[WHAT THE TASK ASKS]
Print out all of the records exactly; no picture belongs in the result.

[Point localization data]
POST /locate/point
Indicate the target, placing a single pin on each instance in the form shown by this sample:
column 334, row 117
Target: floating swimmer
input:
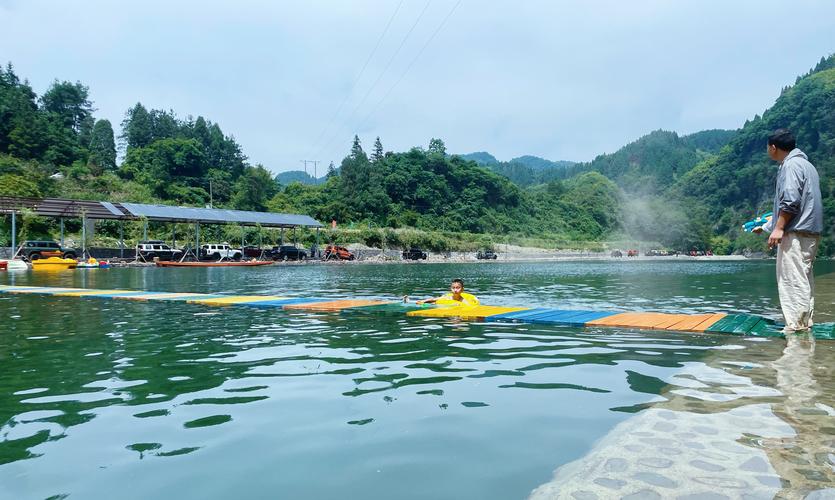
column 456, row 297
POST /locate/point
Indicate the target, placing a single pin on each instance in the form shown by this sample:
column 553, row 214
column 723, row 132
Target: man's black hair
column 782, row 139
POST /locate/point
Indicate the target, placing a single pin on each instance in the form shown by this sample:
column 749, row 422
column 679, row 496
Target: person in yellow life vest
column 455, row 297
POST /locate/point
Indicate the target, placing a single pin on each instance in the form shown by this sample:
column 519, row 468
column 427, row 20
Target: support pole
column 14, row 233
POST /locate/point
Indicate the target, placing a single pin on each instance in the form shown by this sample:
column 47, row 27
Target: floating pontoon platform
column 735, row 324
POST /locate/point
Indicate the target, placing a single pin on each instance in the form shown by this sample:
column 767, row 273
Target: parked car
column 42, row 249
column 218, row 251
column 151, row 249
column 414, row 253
column 337, row 252
column 486, row 254
column 252, row 251
column 287, row 252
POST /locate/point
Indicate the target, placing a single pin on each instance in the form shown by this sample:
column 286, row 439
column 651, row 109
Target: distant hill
column 655, row 161
column 710, row 140
column 538, row 163
column 481, row 157
column 523, row 171
column 739, row 182
column 285, row 178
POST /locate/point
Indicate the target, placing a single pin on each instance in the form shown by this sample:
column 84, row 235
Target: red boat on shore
column 251, row 263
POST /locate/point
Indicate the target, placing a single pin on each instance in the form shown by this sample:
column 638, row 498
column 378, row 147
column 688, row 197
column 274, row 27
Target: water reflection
column 752, row 421
column 237, row 402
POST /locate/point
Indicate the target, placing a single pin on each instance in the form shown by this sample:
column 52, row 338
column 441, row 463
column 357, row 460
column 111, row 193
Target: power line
column 357, row 79
column 409, row 67
column 388, row 64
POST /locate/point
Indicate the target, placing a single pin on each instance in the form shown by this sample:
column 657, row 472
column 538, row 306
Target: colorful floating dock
column 735, row 324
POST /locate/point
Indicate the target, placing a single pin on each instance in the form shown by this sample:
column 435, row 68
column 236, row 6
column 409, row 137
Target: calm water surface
column 121, row 399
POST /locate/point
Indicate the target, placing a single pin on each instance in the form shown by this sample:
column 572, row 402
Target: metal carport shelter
column 103, row 210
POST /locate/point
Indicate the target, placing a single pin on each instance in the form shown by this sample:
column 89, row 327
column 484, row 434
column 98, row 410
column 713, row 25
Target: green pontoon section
column 731, row 324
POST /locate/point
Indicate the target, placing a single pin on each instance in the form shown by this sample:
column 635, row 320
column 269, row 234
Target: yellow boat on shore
column 54, row 264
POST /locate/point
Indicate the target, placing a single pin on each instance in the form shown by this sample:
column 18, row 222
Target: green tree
column 378, row 154
column 69, row 103
column 102, row 146
column 254, row 189
column 437, row 146
column 137, row 128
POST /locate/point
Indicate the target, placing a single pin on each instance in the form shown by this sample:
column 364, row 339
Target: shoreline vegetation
column 661, row 192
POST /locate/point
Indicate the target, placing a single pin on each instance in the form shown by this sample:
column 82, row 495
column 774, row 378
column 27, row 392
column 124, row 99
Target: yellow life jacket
column 467, row 299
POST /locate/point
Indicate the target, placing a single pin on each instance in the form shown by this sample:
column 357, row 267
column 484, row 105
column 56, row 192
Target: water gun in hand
column 758, row 223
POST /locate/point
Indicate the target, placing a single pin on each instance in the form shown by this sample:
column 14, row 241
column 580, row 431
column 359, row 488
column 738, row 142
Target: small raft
column 13, row 265
column 54, row 264
column 214, row 264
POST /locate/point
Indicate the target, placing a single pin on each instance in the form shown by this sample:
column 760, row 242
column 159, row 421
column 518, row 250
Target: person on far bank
column 795, row 229
column 456, row 296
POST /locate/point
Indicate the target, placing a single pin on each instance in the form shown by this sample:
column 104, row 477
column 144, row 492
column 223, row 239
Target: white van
column 150, row 249
column 220, row 251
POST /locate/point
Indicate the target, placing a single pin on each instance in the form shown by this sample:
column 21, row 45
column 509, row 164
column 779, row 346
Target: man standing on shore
column 795, row 229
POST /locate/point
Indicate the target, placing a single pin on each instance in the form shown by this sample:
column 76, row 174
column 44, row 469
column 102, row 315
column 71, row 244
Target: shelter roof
column 58, row 207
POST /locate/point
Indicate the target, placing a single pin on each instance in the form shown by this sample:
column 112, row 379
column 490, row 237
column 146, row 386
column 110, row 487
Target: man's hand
column 775, row 238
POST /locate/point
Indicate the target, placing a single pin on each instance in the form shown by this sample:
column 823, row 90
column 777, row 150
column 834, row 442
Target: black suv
column 486, row 254
column 414, row 254
column 42, row 249
column 287, row 252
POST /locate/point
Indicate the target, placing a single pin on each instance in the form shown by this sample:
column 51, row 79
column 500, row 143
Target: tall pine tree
column 102, row 146
column 378, row 154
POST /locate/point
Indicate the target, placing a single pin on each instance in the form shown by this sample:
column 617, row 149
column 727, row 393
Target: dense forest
column 681, row 192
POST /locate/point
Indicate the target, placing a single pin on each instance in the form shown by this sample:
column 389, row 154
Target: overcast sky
column 556, row 79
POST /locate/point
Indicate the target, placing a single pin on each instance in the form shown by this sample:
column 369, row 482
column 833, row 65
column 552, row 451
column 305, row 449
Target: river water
column 108, row 399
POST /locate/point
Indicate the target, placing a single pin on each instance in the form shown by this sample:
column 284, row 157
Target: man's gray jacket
column 798, row 193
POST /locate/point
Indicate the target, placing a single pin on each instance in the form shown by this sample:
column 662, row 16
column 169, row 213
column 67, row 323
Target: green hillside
column 652, row 163
column 739, row 182
column 683, row 192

[YOUR RESPONSE]
POST /locate/point
Indicate the target, placing a single pin on each instance in the form shown by this sample:
column 334, row 117
Target: floating swimmer
input:
column 456, row 297
POST /locate/point
Indicate the target, placing a single pin on each instance in the form shown by this sample:
column 553, row 214
column 723, row 132
Target: man's black hair
column 782, row 139
POST /locate/point
Indicate the target, placing a single pin on each instance in the form shown by this sample:
column 749, row 422
column 679, row 496
Target: person in yellow life vest
column 455, row 297
POST /locate/point
Indicate the target, placing a single pin on each instance in the form shown by this sample:
column 519, row 468
column 427, row 20
Target: support pole
column 14, row 233
POST /locate/point
Indicate the target, placing a single pin on each instance in the form shown by this sample:
column 47, row 27
Target: floating pontoon platform
column 735, row 324
POST /locate/point
Indicate the target, placing a single pin on each instance in the form shown by this sample:
column 767, row 273
Target: parked car
column 42, row 249
column 218, row 251
column 151, row 249
column 414, row 253
column 337, row 252
column 486, row 254
column 252, row 251
column 287, row 252
POST /locate/point
Indicate the target, placing a single pin on each instance in the form shown by this sample:
column 286, row 439
column 651, row 109
Target: distant hill
column 655, row 161
column 710, row 140
column 538, row 163
column 481, row 157
column 523, row 171
column 739, row 182
column 285, row 178
POST /locate/point
Indicate the target, placing a single pin on each instance in the form shown by this sample:
column 84, row 235
Target: red boat on shore
column 251, row 263
POST /locate/point
Indicate the target, placing a single pin on each instance in the form shown by this sample:
column 638, row 498
column 378, row 147
column 688, row 197
column 274, row 27
Target: water reflection
column 752, row 421
column 237, row 402
POST /locate/point
Indicate the target, placing a single pin on each instance in the form shown by this sample:
column 52, row 338
column 441, row 463
column 357, row 460
column 111, row 193
Target: power line
column 357, row 79
column 409, row 67
column 388, row 64
POST /locate/point
Indicate the target, placing a single pin on each instance in the form shown by this sample:
column 657, row 472
column 538, row 306
Target: colorful floating dock
column 735, row 324
POST /locate/point
Indicate the target, placing a single pin on each instance in the form shown by this sample:
column 435, row 68
column 236, row 6
column 409, row 137
Target: calm water surface
column 121, row 399
POST /locate/point
Indicate the target, placing a single pin on each instance in the form shown by this sample:
column 572, row 402
Target: metal carport shelter
column 103, row 210
POST /locate/point
Indicate the target, placing a single pin on each instance in the form shown by this sample:
column 89, row 327
column 484, row 434
column 98, row 410
column 713, row 25
Target: green pontoon section
column 731, row 324
POST /locate/point
Indicate the target, placing a single pin on each instance in the form shown by this sample:
column 635, row 320
column 269, row 234
Target: yellow boat on shore
column 54, row 264
POST /locate/point
Indicate the target, placing a single pin on each instance in the form shown by this sample:
column 18, row 222
Target: green tree
column 378, row 154
column 69, row 103
column 102, row 146
column 254, row 189
column 437, row 146
column 137, row 128
POST /locate/point
Indicate the target, placing a single pin on each instance in the form shown by this sample:
column 364, row 339
Target: shoreline vegetation
column 661, row 192
POST /locate/point
Indicate the target, placing a single pin on each instance in the form shown by this sample:
column 82, row 495
column 774, row 378
column 27, row 392
column 124, row 99
Target: yellow life jacket
column 467, row 299
POST /locate/point
Indicate the target, placing a single pin on each instance in the form shown by this sample:
column 357, row 267
column 484, row 105
column 56, row 192
Target: water gun in hand
column 758, row 223
POST /locate/point
Indicate the target, placing a single pin on each instance in the form shown by this sample:
column 14, row 241
column 580, row 431
column 359, row 488
column 738, row 142
Target: small raft
column 13, row 265
column 54, row 264
column 214, row 264
POST /locate/point
Indicate the target, placing a single pin on each instance in the form shown by this sample:
column 760, row 242
column 159, row 421
column 518, row 250
Target: person on far bank
column 795, row 229
column 456, row 296
POST /locate/point
Indicate the target, placing a single pin on each instance in the form shown by this sample:
column 104, row 477
column 144, row 492
column 223, row 239
Target: white van
column 150, row 249
column 220, row 251
POST /locate/point
Indicate the target, placing a single pin on each instance in the form shown by this sample:
column 21, row 45
column 509, row 164
column 779, row 346
Target: man standing on shore
column 795, row 229
POST /locate/point
Indicate the target, placing a single pin on each instance in the form shown by this sample:
column 76, row 174
column 44, row 469
column 102, row 315
column 71, row 244
Target: shelter roof
column 58, row 207
POST /locate/point
Indicate the target, placing a single pin on each instance in the form shown by this sample:
column 112, row 379
column 490, row 237
column 146, row 386
column 110, row 487
Target: man's hand
column 775, row 238
POST /locate/point
Indicate the target, placing a single pin on each instance in the form shown by this sample:
column 823, row 90
column 777, row 150
column 834, row 442
Target: black suv
column 486, row 254
column 414, row 254
column 42, row 249
column 287, row 252
POST /locate/point
Indicate the target, placing a single pin on each instance in the form shown by this sample:
column 51, row 79
column 500, row 143
Target: tall pine tree
column 102, row 146
column 378, row 154
POST /locate/point
Indicate the target, placing a single pin on each instance in the form shown by this sample:
column 617, row 149
column 727, row 393
Target: dense forest
column 681, row 192
POST /locate/point
Indicate the target, placing a single pin on each instance in the form shown by this sample:
column 389, row 154
Target: overcast sky
column 556, row 79
POST /locate/point
Indicate the target, placing a single pin on each instance in the form shown by this sample:
column 369, row 482
column 833, row 65
column 552, row 451
column 305, row 449
Target: river water
column 108, row 399
POST /locate/point
Indicate the target, placing a single pin on each instance in the form shown by this sample:
column 284, row 157
Target: man's gray jacket
column 798, row 193
POST /locate/point
Indicate the target, placing a single pin on each instance in the form shown by this sample:
column 662, row 16
column 169, row 213
column 67, row 323
Target: green hillside
column 652, row 163
column 739, row 182
column 683, row 192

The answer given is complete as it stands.